* _DESCRIPTION OF THE TASK_
Only the text of the records, copied exactly, is wanted; no pictures.

=== Begin Enclosure ===

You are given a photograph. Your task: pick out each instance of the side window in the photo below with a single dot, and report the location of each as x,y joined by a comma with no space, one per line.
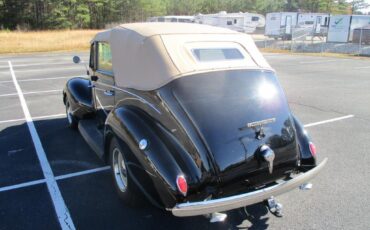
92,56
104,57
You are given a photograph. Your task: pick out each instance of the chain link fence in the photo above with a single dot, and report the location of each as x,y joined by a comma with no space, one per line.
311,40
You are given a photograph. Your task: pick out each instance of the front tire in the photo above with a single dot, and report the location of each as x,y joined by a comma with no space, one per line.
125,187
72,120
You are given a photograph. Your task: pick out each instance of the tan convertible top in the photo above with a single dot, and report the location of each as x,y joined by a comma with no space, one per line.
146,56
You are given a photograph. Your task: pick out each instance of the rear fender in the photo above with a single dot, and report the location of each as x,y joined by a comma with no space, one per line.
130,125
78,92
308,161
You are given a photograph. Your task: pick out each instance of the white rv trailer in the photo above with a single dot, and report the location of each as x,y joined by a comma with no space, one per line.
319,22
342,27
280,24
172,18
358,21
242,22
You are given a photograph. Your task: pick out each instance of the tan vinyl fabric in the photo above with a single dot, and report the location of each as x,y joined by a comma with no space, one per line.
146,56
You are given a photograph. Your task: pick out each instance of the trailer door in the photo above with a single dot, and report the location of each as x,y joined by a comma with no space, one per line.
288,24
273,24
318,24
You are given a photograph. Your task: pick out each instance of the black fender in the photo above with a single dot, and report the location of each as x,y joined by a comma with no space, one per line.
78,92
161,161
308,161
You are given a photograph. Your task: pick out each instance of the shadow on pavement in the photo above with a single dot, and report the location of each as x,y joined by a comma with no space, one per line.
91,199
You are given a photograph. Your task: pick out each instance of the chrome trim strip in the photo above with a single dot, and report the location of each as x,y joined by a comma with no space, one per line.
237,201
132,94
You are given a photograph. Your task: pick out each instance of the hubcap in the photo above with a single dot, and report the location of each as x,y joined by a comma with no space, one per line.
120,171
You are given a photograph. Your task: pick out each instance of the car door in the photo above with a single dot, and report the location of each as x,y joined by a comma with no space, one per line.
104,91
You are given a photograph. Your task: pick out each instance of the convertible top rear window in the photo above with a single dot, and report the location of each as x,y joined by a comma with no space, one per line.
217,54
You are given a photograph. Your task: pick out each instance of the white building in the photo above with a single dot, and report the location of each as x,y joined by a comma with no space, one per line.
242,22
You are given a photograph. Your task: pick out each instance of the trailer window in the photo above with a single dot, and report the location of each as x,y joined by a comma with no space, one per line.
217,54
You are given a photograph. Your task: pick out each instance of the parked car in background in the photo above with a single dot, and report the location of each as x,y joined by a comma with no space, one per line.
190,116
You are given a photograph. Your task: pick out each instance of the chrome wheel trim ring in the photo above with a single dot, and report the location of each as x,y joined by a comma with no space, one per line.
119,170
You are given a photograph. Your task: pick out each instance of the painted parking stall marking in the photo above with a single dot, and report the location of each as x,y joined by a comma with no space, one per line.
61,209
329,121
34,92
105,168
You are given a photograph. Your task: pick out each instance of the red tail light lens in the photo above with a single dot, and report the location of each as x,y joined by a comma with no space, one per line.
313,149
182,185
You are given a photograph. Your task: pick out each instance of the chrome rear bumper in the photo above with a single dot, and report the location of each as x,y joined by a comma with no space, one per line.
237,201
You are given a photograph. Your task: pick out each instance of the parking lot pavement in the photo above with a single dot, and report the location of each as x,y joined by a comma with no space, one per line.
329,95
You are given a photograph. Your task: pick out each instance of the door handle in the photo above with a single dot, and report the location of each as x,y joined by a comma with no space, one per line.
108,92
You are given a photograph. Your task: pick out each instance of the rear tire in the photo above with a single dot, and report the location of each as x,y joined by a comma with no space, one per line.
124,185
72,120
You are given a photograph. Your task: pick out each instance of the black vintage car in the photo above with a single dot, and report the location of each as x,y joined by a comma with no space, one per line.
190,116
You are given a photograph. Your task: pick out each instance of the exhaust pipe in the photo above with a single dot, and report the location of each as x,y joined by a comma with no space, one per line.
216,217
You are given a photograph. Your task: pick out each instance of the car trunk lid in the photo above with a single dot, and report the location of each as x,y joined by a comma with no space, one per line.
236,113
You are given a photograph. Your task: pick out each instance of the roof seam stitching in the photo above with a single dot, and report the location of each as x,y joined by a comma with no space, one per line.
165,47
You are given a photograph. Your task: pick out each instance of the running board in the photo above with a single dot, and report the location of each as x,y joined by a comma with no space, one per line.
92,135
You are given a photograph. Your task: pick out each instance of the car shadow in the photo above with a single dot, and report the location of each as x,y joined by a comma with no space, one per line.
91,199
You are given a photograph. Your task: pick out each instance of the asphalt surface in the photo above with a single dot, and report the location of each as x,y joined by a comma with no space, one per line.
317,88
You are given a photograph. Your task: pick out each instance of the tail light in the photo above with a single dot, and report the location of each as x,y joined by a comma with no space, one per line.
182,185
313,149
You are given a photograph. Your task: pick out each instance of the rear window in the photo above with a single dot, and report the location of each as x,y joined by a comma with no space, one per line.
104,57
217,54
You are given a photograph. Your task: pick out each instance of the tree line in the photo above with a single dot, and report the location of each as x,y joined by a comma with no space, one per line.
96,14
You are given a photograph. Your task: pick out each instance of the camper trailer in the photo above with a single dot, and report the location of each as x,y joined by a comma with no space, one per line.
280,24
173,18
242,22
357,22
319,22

=== End Enclosure ===

* _PROBLEM SOLUTION_
You are given a photograph. Your task: pick out each instance of the side window in the photo below with a single dot, and report the location of each as x,y joined by a comma with no space, one per line.
92,56
104,57
You are given a photograph. Your task: pick out each instance of the chain link fence in the photo above with a single dot, and report the location of each as x,y joined by a comma with no space, one per line.
311,40
You are given a photograph. Your task: pick out each instance of the front tire in the photo above with a single dot, and report the location of each as x,y joined by a comma with no space, one per line.
125,187
72,120
You are given a photograph. Your task: pick out each instance of the tan convertible top in the photo above with a single dot, and report the location of each as x,y joined by a comma with no space, one per line.
146,56
You are given a photograph. Your task: pick out each instance of the rear fender in the photo above with a single dot, and report the location of each as x,y joined by a comma with no space, one per line.
130,125
78,92
308,161
You are given a photograph. Your task: pick out each instance of the white rv trailer in the photo above with a single dot, and report the location of each as x,y joined by a comma with no space, one per line.
319,22
342,27
280,24
172,18
358,21
242,22
You are given a photograph. Your task: pick out each instance of the tan vinyl fabric in the photo above with a single dot, and report the location of each as x,y joined by a comma with no space, one per line.
146,56
You are given a photograph. Your task: pick out each instance of the trailer door in the photo above with a single dot, and report the location of each as x,y joined by a comma with no space, one per line.
288,24
273,24
318,24
You are given a photograph. Your task: pick out each instance of the black fender in the photo above with a single dot, and report the location of each as x,y joined by a comma with no space, one per line.
78,92
161,161
308,161
You are given a photograph. Your task: pick out each instance of the shadow on pavement in the photo above with a single dot, and report the location of each as x,y joined by a comma with no space, one per line.
91,199
You are given a photograph. Your task: pick out each instance of the chrome trim strip in the photo above with a single dot, and report the location of each as x,y joined by a comma with no space, one per line.
237,201
132,94
You are given a photograph. Your task: pick out each instance of the hubcap in the photo above with a single dot, and report the location of each as x,y joined by a comma with no space, one per line.
120,171
You are given a photograph. Your task: pick out each instance of the car door in the photo above with a single dot, and report the location of each as x,y joined by a comma with no space, one per line.
104,91
You are given a photograph. Your task: pick out each instance of the convertible top rear window in the photo above with a single dot, and report the location of each as x,y joined by a comma with no space, one per line.
217,54
You are given a photograph. Your task: pick out each instance of the white building in the photo above with a single dot, and report the location of each as x,y joined by a comma with no space, one per line.
242,22
You are given a photograph. Your task: pick out each instance of the trailer window in the photo above with a single dot, and report the location of each as x,y joined by a comma with no space, one per line.
217,54
You are given a photograph. Your task: pick out each instance of the parked car in background in the photo above with a single dot, and report the location of each as x,y joined by a comma with no space, one per line.
190,116
You are given a photograph. Your task: pick out each instance of the chrome wheel trim ring in the photo above with a single dot, and report the location of each as x,y joined by a comma with no space, one per line.
119,170
You are given a photograph. Your task: pick out each instance of the painted parking stall marking in the photo above with a single dot, and report the location of each as x,y joined by a comma with no space, one per line.
61,209
329,121
34,92
105,168
You are given a photograph. Your task: pick out each instance of the red tail light lens in the photo above with a single dot, and report the location of each as x,y joined by a comma with no space, one per line.
313,149
182,185
You are given a photograph. Your task: pick out each instance of the chrome rear bumper in the photo above with a single dot, and report the location of each as x,y joined by a comma with no space, one per line.
237,201
You are given a photograph. Your task: pick out each instance of the parking lot pavement in the photo above with a single dot, and report the location of each as x,y joined by a comma with no space, one per line.
329,95
You are given a photograph. Your task: pick out each instance of the door handle in the photo above with a single dot, and report the location of each as x,y joined by a comma with no space, one per line.
108,92
You are given a photograph. Your task: pick out each instance of the rear tire in the photo above with a single dot, and report the location of each as x,y joined by a comma with no space, one per line.
124,185
72,120
You are given a photograph. Your task: pick out each instance of the black vintage car in the photo above with a single dot, and report the location of each as x,y joined by a comma with no space, one per line.
190,116
You are given a photograph. Your task: pick out each instance of the exhaust pipe in the photo above with a single dot, and report the location of each as x,y joined by a comma with no space, one per line.
216,217
You are given a photograph. Your task: pick out each instance of the car trunk lid in the photo above with a single dot, and report the location of each as x,y joined by a comma with no space, one per line.
236,113
You are given a photograph. Your task: pick out each instance of the roof seam stitching in the photo above with a single dot, and report the location of each as x,y joined by a comma with no space, one per line.
165,47
You are given a photograph. Your task: pick out each instance of the running board in the photo above with a single dot, and report the location of each as x,y joined by a comma with no space, one per line.
92,135
You are given a photograph. Your task: pick out each instance of the car shadow in the photo above with a single dot, and report the location of each as x,y joined by a comma with no space, one per line.
91,199
You are given a photograph. Your task: pick out each instance of the asphalt surface in the photo above with a single dot, and report the location of each as x,y joined by a comma with no space, one per line.
317,88
You are given a photograph. Your task: pick out each instance of the tail light in the photo above with a single dot, and report the location of each as x,y joined by a comma with no space, one per line.
182,185
313,149
You are given a photograph. Your task: pick out each instance of the rear window in the photo above with a single dot, and report the location of each as x,y joined by a comma with no space, one per line.
104,57
217,54
You are given a photograph. Your task: pick out each instance of the tree line in the photo above with a single dot, and report the location of each as x,y joined by a comma with no space, one per line.
96,14
You are given a photograph. Your task: pick out each instance of the camper trailer in the photo above with a single dot, and report the location of each as x,y joined by a comma with no space, one per line.
280,24
173,18
242,22
357,22
319,22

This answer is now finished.